Dataset excerpt
■ ■ ■

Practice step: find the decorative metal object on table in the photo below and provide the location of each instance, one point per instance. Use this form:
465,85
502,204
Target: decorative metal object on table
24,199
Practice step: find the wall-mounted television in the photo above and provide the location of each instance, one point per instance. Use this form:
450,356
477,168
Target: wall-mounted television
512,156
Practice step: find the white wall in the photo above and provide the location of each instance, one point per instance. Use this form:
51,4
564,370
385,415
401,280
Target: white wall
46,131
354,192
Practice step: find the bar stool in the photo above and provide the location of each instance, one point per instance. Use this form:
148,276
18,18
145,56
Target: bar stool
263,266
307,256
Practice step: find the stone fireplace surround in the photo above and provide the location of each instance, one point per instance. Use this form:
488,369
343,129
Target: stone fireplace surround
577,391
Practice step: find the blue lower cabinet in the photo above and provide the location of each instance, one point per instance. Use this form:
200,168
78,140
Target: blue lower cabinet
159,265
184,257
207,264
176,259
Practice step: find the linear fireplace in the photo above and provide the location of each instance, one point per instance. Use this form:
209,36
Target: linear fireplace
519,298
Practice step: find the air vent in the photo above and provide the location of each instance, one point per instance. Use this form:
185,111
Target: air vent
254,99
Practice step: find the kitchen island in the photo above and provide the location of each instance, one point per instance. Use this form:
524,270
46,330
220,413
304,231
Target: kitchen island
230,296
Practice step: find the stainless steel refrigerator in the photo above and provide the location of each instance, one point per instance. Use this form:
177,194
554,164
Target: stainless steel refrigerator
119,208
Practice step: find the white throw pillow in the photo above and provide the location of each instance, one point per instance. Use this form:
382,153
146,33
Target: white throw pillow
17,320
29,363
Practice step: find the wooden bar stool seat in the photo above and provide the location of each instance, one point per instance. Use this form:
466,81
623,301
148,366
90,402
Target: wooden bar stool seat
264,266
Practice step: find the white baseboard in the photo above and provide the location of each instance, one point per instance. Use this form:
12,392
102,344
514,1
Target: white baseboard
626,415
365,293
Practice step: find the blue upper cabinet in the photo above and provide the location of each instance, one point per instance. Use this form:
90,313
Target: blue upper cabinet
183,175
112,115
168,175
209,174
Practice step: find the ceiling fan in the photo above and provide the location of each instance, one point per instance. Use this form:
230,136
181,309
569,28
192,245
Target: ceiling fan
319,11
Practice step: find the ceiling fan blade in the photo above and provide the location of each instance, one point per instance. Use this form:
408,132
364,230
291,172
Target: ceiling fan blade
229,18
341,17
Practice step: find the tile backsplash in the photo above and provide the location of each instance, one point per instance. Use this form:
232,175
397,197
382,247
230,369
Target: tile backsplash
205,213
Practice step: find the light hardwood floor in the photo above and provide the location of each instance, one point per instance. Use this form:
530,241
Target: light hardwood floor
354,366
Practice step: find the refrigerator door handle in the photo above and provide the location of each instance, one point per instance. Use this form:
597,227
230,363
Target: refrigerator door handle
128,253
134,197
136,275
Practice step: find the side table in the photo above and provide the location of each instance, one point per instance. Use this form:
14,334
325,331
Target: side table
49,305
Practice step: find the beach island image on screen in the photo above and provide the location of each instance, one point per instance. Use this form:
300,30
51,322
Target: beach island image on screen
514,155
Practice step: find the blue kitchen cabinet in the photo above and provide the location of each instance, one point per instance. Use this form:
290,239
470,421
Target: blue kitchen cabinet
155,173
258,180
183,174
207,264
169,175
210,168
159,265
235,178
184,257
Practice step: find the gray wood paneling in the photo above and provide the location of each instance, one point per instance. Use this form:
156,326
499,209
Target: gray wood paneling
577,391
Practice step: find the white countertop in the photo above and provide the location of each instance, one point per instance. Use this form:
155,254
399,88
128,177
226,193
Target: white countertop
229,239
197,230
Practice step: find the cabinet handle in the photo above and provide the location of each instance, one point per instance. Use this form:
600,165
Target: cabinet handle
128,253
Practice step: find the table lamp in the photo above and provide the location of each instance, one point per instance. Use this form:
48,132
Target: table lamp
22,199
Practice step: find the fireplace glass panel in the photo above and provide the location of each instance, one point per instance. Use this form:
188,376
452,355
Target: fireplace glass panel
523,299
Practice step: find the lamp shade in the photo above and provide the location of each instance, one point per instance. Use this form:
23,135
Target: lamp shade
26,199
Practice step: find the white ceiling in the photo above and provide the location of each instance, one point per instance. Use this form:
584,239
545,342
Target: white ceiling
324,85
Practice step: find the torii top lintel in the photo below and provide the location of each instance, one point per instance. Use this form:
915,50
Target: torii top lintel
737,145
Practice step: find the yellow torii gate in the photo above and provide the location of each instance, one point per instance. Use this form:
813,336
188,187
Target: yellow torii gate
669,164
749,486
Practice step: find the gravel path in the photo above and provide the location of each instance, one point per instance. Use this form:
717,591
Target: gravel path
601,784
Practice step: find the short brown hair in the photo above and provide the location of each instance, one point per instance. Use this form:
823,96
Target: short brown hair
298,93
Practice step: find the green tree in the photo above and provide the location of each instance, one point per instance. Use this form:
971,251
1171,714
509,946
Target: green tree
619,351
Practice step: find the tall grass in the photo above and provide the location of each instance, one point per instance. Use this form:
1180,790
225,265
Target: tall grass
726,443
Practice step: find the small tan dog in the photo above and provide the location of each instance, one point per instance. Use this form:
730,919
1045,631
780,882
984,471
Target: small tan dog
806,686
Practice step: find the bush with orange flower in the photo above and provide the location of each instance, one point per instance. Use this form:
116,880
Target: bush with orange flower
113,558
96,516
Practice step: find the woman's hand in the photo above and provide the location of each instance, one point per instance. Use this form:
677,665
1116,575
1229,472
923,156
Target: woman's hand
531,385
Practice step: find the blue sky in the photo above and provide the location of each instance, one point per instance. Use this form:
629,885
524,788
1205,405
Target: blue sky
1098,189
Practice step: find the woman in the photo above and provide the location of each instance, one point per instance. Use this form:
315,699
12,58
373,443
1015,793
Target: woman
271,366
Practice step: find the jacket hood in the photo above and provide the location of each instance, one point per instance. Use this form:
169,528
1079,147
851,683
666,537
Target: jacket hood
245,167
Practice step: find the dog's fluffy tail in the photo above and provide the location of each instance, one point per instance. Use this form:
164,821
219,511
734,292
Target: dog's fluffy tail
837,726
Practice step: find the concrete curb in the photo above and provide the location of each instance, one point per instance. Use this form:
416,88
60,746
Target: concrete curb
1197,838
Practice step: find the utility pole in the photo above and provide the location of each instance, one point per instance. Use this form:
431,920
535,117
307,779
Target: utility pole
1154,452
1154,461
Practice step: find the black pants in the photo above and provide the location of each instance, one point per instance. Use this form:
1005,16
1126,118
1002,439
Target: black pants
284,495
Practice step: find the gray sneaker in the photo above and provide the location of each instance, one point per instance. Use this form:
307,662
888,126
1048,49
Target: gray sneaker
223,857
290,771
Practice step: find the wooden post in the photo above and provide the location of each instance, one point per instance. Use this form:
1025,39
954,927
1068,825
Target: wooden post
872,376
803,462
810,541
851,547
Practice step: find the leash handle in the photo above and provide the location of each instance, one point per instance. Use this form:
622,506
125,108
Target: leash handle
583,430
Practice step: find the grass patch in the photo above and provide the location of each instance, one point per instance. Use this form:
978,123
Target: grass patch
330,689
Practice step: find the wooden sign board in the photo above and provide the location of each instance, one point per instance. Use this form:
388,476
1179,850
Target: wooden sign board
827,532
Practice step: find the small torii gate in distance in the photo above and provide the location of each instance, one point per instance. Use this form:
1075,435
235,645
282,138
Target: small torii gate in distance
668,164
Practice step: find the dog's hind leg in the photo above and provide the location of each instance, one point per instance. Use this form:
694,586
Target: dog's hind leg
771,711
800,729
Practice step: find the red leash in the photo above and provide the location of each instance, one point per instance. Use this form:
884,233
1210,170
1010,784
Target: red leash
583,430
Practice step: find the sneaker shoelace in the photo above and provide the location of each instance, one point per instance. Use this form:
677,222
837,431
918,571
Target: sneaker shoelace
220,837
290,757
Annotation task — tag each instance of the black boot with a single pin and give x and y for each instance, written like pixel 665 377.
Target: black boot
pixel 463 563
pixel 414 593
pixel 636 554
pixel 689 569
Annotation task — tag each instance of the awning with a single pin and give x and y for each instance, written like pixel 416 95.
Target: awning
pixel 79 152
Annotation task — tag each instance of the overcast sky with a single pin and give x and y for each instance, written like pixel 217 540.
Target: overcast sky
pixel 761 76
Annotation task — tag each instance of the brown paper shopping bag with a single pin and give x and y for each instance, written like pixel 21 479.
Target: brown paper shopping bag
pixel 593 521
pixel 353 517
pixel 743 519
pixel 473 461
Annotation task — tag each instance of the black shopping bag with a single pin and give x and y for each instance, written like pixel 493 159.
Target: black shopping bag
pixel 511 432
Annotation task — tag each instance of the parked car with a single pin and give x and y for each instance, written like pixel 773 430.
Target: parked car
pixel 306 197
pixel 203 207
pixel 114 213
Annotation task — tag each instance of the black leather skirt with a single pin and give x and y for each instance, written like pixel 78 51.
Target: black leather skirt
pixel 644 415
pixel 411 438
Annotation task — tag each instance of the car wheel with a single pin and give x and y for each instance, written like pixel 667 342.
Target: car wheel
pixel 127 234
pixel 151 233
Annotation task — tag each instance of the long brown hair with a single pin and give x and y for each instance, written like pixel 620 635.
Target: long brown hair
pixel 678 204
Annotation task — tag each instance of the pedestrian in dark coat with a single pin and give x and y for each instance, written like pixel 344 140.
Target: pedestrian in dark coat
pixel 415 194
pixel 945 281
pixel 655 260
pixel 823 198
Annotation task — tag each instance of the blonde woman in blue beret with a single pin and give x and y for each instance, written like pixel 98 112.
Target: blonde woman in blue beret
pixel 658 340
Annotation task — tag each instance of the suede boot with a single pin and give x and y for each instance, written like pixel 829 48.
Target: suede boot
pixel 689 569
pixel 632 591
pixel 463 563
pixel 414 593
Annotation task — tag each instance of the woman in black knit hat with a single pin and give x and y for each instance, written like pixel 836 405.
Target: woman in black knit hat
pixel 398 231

■ ■ ■

Copy out the records word for word, starting at the line that contains "Annotation task — tag each instance of the woman" and continuing to the end of the records.

ANSWER TO THIS EXERCISE =
Annotation task — tag each instance of the woman in black knit hat with a single pin and give x and y for each instance, written like pixel 836 405.
Target: woman in black knit hat
pixel 398 231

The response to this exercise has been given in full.